***** Excerpted records

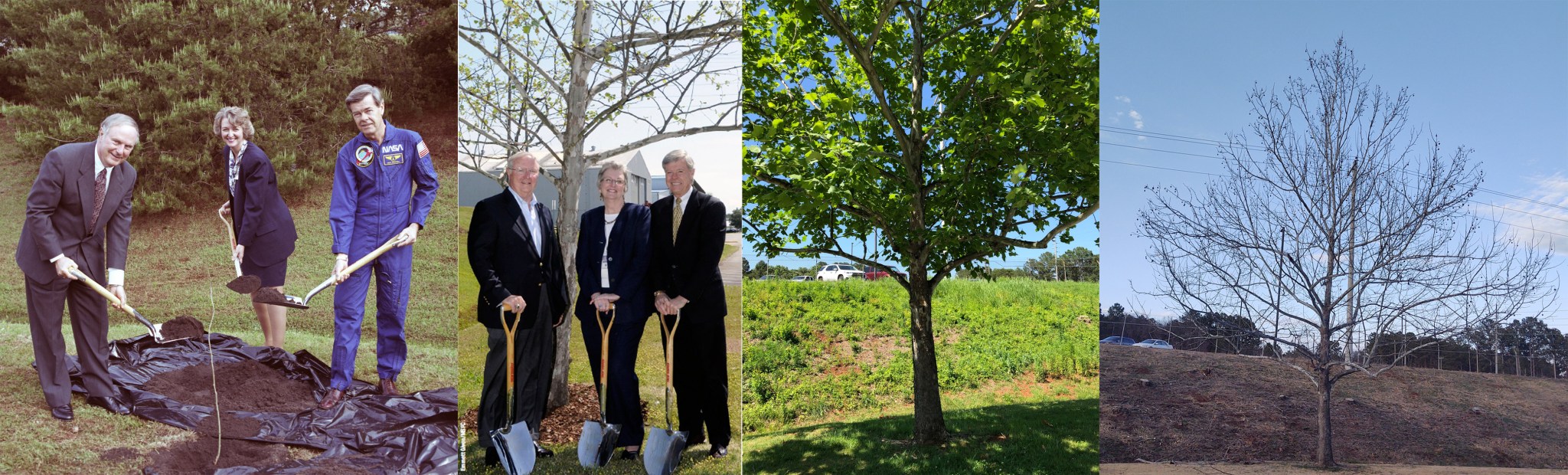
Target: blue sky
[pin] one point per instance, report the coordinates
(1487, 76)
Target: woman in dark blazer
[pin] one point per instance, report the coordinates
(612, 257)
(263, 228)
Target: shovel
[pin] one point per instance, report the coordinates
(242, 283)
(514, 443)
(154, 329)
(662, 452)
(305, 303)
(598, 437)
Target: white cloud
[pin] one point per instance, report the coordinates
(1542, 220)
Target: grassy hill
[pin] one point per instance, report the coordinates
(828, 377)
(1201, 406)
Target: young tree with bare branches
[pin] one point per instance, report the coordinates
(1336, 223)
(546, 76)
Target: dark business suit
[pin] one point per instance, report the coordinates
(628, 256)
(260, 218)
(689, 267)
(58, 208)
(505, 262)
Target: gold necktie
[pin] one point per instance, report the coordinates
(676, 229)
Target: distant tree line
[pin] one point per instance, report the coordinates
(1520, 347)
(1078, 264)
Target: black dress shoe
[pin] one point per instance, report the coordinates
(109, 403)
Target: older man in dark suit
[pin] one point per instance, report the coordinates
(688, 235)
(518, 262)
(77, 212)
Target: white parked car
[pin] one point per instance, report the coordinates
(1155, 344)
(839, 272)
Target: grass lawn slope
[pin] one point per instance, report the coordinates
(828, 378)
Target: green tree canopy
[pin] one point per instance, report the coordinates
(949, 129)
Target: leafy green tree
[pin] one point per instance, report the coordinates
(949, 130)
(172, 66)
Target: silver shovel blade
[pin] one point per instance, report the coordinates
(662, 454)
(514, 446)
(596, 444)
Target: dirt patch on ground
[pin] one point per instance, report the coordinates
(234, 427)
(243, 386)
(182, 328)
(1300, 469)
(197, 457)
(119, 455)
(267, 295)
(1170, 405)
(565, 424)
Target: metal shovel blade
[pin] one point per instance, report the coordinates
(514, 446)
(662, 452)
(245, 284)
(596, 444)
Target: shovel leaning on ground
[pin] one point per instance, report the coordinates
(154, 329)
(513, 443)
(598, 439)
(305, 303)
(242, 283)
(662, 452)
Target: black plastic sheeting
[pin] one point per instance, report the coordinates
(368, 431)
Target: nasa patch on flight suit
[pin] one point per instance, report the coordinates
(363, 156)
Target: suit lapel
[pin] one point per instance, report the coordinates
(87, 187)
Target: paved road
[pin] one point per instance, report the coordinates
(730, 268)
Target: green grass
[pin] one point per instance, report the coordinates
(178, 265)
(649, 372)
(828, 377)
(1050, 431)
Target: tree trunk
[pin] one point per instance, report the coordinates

**********

Lay out every line of the items above as a JSON list of strings, one string per line, with blank lines and the picture left out.

[
  "Target: blue sky",
  "[pin] one point per instance, report the coordinates",
  "(1487, 76)",
  "Target: woman in dark blazer",
  "[pin] one point per instance, report the coordinates",
  "(612, 257)",
  "(263, 228)",
  "Target: shovel",
  "[pin] one point per instance, report the coordinates",
  "(242, 283)",
  "(514, 443)",
  "(154, 329)",
  "(662, 452)",
  "(305, 303)",
  "(598, 437)",
  "Target: white cloud",
  "[pin] one point per instance, report the coordinates",
  "(1542, 220)",
  "Target: grassy hill",
  "[pin] one point per instance, report the coordinates",
  "(828, 377)",
  "(1201, 406)",
  "Target: young tree with bare branches",
  "[pin] one point per instance, report the coordinates",
  "(1336, 223)",
  "(546, 76)",
  "Target: dark business suit",
  "[pin] one point per instance, report the coordinates",
  "(628, 256)",
  "(260, 218)",
  "(689, 267)",
  "(58, 208)",
  "(505, 262)",
  "Target: gold necktie",
  "[pin] one point per instance, report the coordinates",
  "(676, 229)",
  "Target: distant tree line",
  "[pin] one point per instance, report the coordinates",
  "(1520, 347)",
  "(1078, 264)",
  "Target: black dress shoe",
  "[pin] one point per instance, report the coordinates",
  "(109, 403)",
  "Target: older man in dark suit",
  "[pin] one point per instance, report the coordinates",
  "(688, 235)",
  "(518, 262)",
  "(77, 212)",
  "Target: white parked car",
  "[pin] one point per instance, report the coordinates",
  "(1155, 344)",
  "(839, 272)",
  "Target: grass lawn slope",
  "[pin] one point per instance, report the coordinates",
  "(828, 378)",
  "Target: green tree canopy",
  "[pin] one point per instance, report the coordinates",
  "(949, 129)",
  "Target: leafy green tree",
  "[pin] one point per instance, report the coordinates",
  "(949, 130)",
  "(172, 66)",
  "Target: silver shovel blade",
  "[pin] one point per instance, report the coordinates",
  "(662, 454)",
  "(514, 446)",
  "(596, 444)",
  "Target: dirt patch on ground",
  "[pin] one point per instance, report the coordinates",
  "(234, 427)",
  "(243, 386)",
  "(182, 328)",
  "(1300, 469)",
  "(197, 457)",
  "(119, 455)",
  "(267, 295)",
  "(1170, 405)",
  "(565, 424)",
  "Target: metal shovel blade",
  "[pin] one point per instance, report the coordinates",
  "(514, 446)",
  "(662, 452)",
  "(245, 284)",
  "(596, 444)",
  "Target: shovel leaning on ground",
  "[pin] one point per instance, report the coordinates",
  "(154, 329)",
  "(513, 443)",
  "(598, 439)",
  "(305, 303)",
  "(242, 283)",
  "(662, 452)",
  "Target: black plastic sheeting",
  "[pin] one point per instance, report the coordinates",
  "(368, 431)",
  "Target: nasa patch on flight suit",
  "[pin] one point per instance, report the coordinates",
  "(363, 156)",
  "Target: suit lapel",
  "[pin] one point per instance, report the coordinates",
  "(87, 187)",
  "Target: paved road",
  "[pin] one point per instance, report the coordinates",
  "(730, 268)",
  "Target: green grass",
  "[pin] one point per instance, report the coordinates",
  "(178, 265)",
  "(649, 372)",
  "(828, 377)",
  "(1050, 431)",
  "Target: tree trunk",
  "[pin] one point per instance, report the coordinates"
]